▸ **What is needed**
Copy the data from the line that contains "For every instance of the green" to its last line, exactly, including both of those lines and leaving out everything before.

⟨

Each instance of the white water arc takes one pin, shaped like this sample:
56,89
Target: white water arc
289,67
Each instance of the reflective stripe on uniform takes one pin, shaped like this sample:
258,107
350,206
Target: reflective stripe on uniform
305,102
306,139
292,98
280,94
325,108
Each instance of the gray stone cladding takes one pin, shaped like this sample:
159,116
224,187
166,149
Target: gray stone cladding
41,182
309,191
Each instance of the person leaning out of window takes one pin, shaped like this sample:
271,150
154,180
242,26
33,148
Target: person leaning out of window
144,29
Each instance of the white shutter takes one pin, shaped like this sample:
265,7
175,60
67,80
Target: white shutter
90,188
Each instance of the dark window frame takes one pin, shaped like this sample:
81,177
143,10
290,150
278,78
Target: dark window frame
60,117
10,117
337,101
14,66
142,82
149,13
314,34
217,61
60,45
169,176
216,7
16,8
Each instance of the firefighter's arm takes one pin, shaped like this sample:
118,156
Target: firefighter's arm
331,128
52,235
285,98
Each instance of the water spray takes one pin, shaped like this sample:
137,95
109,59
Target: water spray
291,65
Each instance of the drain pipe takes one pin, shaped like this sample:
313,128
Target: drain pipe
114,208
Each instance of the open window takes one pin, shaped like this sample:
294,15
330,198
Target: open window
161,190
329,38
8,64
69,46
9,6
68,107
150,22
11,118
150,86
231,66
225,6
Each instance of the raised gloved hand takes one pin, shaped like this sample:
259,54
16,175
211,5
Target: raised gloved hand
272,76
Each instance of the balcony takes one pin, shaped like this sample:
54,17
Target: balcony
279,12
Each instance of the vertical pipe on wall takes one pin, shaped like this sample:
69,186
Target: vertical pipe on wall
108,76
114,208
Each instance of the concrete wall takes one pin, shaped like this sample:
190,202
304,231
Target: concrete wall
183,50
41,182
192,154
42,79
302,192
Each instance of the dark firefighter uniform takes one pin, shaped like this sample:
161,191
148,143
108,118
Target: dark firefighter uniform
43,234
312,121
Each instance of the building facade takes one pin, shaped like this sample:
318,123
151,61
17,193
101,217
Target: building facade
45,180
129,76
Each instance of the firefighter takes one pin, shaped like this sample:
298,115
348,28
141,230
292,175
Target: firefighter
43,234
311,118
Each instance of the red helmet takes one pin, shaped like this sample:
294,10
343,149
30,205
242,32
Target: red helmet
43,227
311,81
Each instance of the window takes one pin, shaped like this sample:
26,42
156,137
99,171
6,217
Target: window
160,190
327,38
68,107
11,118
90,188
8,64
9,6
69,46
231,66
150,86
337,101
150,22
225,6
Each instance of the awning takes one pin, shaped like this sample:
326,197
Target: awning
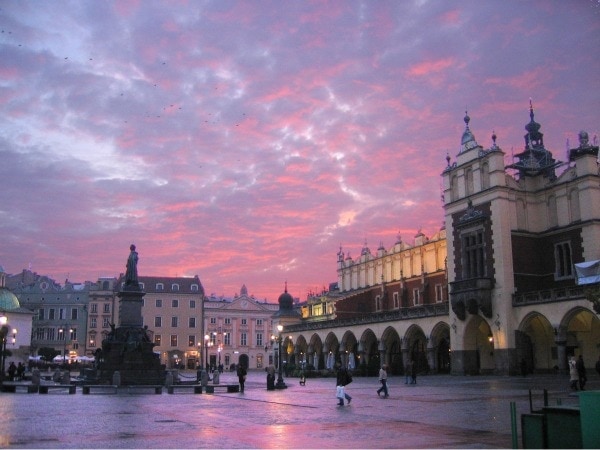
588,272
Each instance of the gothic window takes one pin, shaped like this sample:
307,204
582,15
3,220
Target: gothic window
454,188
552,214
473,254
469,189
439,293
416,296
563,262
574,203
521,215
485,176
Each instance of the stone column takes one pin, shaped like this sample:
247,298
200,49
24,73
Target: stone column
382,354
560,340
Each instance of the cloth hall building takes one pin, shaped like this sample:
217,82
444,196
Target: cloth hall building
498,288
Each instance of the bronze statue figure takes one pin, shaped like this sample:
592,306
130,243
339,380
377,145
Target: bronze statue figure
131,273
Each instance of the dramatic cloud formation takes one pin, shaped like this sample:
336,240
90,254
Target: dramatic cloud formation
246,141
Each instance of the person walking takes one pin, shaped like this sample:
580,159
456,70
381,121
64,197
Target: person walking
573,375
12,370
343,379
383,381
581,372
241,372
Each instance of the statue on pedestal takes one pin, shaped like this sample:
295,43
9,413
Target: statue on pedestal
131,278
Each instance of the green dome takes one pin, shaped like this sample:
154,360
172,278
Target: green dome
8,300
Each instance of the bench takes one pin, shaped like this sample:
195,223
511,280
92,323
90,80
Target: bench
138,387
86,388
44,388
195,387
14,387
210,388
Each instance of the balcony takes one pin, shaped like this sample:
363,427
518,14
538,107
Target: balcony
472,295
549,296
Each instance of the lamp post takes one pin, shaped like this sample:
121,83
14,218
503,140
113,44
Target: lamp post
280,383
3,336
62,332
199,344
207,343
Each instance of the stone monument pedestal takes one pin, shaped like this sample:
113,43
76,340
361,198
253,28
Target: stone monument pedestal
128,349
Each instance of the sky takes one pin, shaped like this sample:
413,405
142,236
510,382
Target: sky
246,142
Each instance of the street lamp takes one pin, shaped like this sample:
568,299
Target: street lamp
199,344
62,333
3,336
207,343
280,383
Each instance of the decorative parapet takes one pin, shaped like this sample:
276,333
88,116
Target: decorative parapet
411,313
471,295
549,296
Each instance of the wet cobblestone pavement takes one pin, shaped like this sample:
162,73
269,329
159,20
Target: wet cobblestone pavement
440,411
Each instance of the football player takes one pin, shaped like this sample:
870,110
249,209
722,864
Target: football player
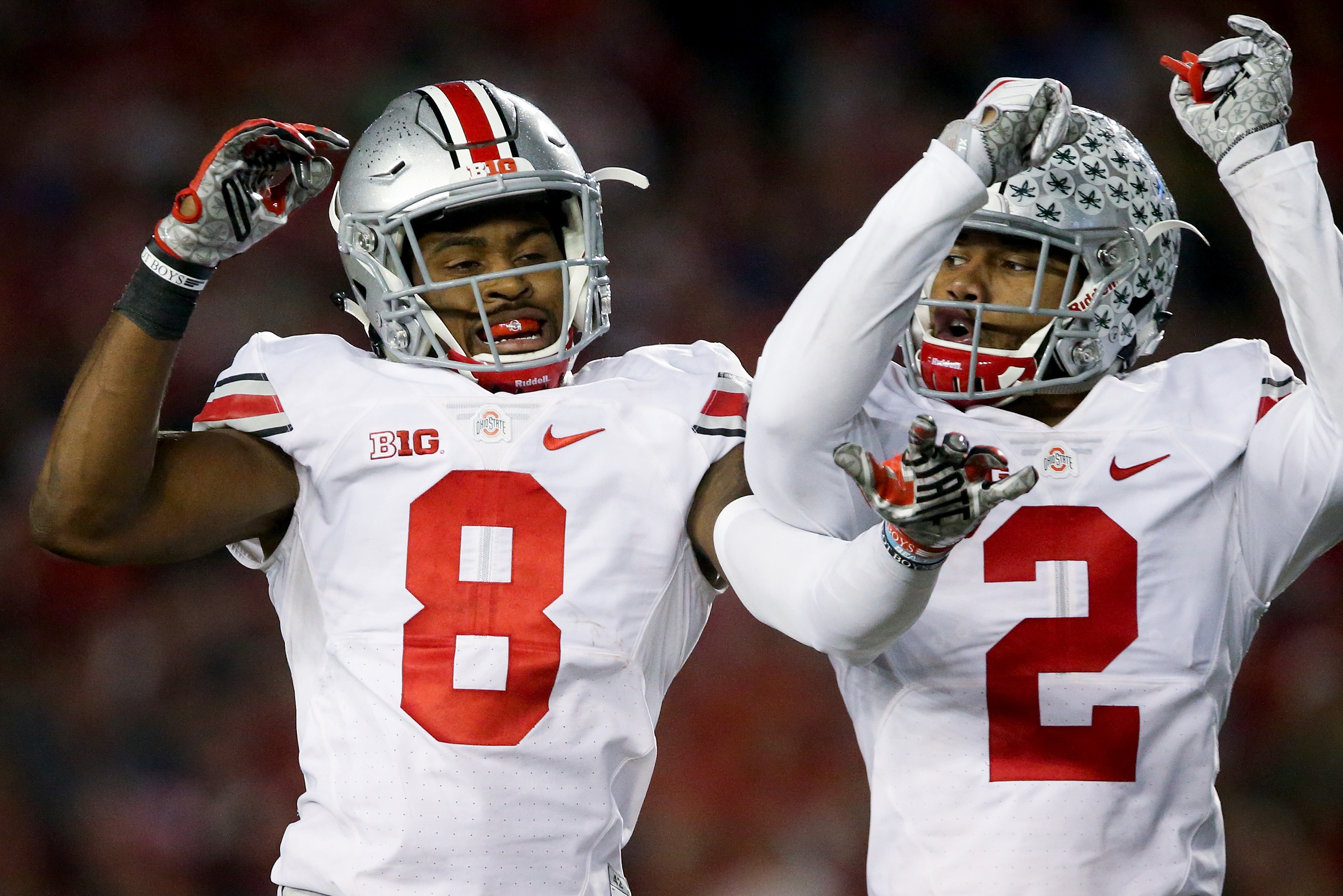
1050,723
487,568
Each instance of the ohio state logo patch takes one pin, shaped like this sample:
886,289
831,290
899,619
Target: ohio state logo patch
491,425
1059,461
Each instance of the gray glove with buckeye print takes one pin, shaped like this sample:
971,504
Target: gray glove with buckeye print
246,187
1233,97
1016,124
932,496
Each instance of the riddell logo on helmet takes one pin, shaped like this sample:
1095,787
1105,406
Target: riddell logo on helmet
402,444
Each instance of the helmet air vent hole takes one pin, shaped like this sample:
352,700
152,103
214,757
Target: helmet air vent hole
1086,353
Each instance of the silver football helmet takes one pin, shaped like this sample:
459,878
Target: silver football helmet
1103,202
439,149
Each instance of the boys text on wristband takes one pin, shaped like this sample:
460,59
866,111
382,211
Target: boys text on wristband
161,295
908,553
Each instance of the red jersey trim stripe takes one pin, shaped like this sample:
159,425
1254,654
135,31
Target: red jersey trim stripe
245,402
1272,393
726,410
233,408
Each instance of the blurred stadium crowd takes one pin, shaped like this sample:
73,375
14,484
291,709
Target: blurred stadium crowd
147,735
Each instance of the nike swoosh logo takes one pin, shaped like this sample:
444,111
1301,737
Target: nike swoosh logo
564,441
1118,472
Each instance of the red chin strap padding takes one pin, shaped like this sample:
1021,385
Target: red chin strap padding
947,370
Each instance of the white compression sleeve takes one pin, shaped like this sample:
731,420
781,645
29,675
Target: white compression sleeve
1284,203
844,598
837,340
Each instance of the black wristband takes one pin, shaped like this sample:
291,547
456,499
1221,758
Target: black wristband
161,295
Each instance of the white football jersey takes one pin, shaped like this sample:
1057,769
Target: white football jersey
484,598
1050,725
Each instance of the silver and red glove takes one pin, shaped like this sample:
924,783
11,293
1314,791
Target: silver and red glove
246,187
1016,124
1233,97
932,496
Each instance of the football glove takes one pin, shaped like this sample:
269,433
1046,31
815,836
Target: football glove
246,187
1233,97
932,496
1016,124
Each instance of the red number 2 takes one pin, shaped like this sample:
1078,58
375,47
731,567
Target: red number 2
1020,749
503,595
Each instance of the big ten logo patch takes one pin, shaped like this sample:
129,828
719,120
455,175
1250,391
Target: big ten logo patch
491,167
403,444
1059,461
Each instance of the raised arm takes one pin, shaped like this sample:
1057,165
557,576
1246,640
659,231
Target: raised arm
1233,100
853,598
113,489
837,340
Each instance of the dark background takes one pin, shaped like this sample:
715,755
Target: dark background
147,722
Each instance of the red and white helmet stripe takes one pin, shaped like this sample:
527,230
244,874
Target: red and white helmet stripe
470,119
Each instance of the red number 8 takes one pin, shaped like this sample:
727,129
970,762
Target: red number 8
511,609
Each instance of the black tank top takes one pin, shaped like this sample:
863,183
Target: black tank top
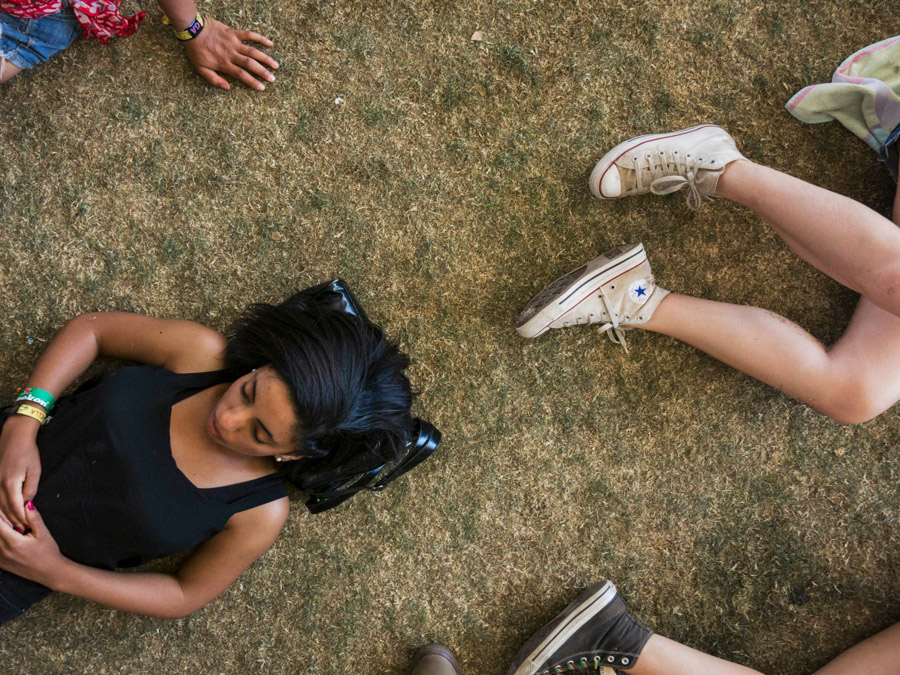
110,492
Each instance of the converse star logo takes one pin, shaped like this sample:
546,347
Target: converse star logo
639,291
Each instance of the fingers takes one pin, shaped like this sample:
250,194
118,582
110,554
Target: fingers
253,67
262,57
29,488
214,78
247,79
249,35
35,521
12,504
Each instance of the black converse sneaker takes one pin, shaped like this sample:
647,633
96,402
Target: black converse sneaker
596,632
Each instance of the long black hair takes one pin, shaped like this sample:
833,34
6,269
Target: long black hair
347,382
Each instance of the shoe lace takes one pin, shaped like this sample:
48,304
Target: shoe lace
613,331
662,180
595,664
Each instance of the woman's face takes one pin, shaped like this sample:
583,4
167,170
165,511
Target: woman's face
255,416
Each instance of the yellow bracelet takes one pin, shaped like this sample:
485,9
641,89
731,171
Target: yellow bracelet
32,412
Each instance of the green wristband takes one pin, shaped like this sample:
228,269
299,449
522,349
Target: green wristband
35,395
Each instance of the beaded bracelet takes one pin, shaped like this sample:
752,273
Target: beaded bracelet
35,395
32,412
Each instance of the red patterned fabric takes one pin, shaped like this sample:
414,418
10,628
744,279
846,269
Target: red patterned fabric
99,19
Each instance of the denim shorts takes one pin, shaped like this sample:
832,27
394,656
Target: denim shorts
28,42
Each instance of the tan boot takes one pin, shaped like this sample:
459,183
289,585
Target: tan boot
690,159
434,660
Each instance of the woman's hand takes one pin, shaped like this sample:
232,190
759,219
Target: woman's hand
33,555
220,49
20,470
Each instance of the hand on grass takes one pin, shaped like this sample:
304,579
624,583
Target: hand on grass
20,470
34,554
219,50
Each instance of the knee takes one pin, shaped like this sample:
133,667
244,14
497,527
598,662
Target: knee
854,399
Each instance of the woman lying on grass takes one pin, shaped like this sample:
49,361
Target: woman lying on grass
852,381
189,448
31,31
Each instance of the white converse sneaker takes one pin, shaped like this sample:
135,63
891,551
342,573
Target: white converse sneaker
615,289
692,158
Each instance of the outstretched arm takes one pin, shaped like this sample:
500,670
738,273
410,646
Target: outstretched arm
177,345
220,50
205,575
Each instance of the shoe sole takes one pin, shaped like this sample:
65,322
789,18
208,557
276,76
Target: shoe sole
611,157
436,650
566,293
584,608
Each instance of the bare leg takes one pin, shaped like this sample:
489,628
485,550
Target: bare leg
846,240
7,70
878,655
853,381
662,656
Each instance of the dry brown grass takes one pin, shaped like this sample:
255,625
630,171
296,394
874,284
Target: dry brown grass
447,188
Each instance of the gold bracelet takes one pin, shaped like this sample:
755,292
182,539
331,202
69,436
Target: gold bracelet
32,412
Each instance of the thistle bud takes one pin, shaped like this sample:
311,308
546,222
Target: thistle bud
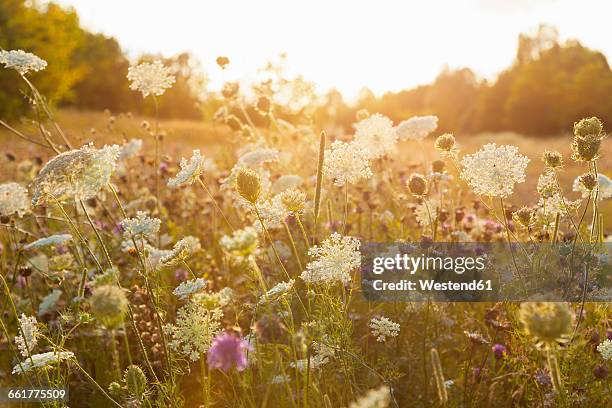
417,184
552,159
248,185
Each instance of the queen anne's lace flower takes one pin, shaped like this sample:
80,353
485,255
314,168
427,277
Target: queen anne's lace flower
417,127
13,200
52,240
346,163
384,327
21,61
42,360
77,174
150,78
335,259
493,171
194,330
27,341
188,288
141,226
181,251
376,135
190,170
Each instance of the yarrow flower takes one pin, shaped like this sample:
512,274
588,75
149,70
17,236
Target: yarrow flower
190,170
42,360
376,135
181,251
13,200
194,329
150,78
335,259
28,340
188,288
417,127
605,349
384,327
141,226
77,174
228,351
493,171
21,61
346,163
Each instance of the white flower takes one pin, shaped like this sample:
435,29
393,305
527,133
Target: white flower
335,259
190,170
384,327
77,174
605,349
605,187
375,398
376,135
42,360
21,61
13,200
27,341
52,240
141,226
346,163
417,127
493,171
150,78
188,288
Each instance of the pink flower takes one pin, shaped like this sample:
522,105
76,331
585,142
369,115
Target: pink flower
228,350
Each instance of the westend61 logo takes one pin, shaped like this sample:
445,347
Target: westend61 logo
486,272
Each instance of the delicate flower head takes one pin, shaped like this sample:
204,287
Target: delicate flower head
140,227
42,360
190,170
194,329
493,171
181,251
384,327
417,127
77,174
21,61
605,349
188,288
375,398
346,163
228,351
376,135
335,259
150,78
547,322
13,200
29,339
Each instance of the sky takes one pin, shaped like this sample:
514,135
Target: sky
384,45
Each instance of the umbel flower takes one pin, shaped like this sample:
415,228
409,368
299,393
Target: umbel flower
27,341
21,61
41,361
493,171
376,135
547,322
76,175
228,351
190,170
194,329
13,200
384,327
346,163
334,261
150,78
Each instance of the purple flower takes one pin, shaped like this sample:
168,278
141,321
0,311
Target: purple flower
228,350
499,350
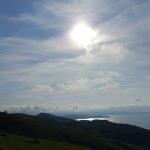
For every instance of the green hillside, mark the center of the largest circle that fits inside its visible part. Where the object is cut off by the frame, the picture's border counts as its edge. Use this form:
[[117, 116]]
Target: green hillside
[[15, 142], [46, 131]]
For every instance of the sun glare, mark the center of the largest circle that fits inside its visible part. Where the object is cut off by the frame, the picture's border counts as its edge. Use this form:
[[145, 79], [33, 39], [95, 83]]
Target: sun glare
[[83, 35]]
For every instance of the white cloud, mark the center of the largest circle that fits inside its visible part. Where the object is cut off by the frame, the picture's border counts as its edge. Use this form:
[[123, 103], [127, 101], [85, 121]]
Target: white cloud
[[42, 90], [102, 80]]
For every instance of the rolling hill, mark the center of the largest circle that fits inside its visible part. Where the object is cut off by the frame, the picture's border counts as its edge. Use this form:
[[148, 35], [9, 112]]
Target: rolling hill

⟩

▸ **Written answer**
For every instance of the green hillside, mark the center of the largest circle that fits inside its visible part. Where the object is cut off by the frame, the picture's border counts as its edge. Use this form:
[[117, 116]]
Target: green hillside
[[15, 142], [46, 131]]
For every instance of the sun glare, mark the center of the largest circle that fits inside its visible part. Where the object is cut off by the frame, the picture's border counts as its edge. Use this form:
[[145, 79], [33, 39], [95, 83]]
Target: sun glare
[[83, 35]]
For every instance of the white cloud, mark the center of the largest circle that fits inside its visible part. Where the object is cut off by the frame, the picture's border counts as its edge. Use this form:
[[123, 103], [127, 101], [85, 121]]
Target: white cloud
[[42, 90], [102, 80]]
For every instance of the rolling hill, mark the center of the largest circle that fits inside its visible part. Where the object is cut off by the frame, the picture's border counts as its edge. Use this form:
[[148, 35], [9, 112]]
Target: rolling hill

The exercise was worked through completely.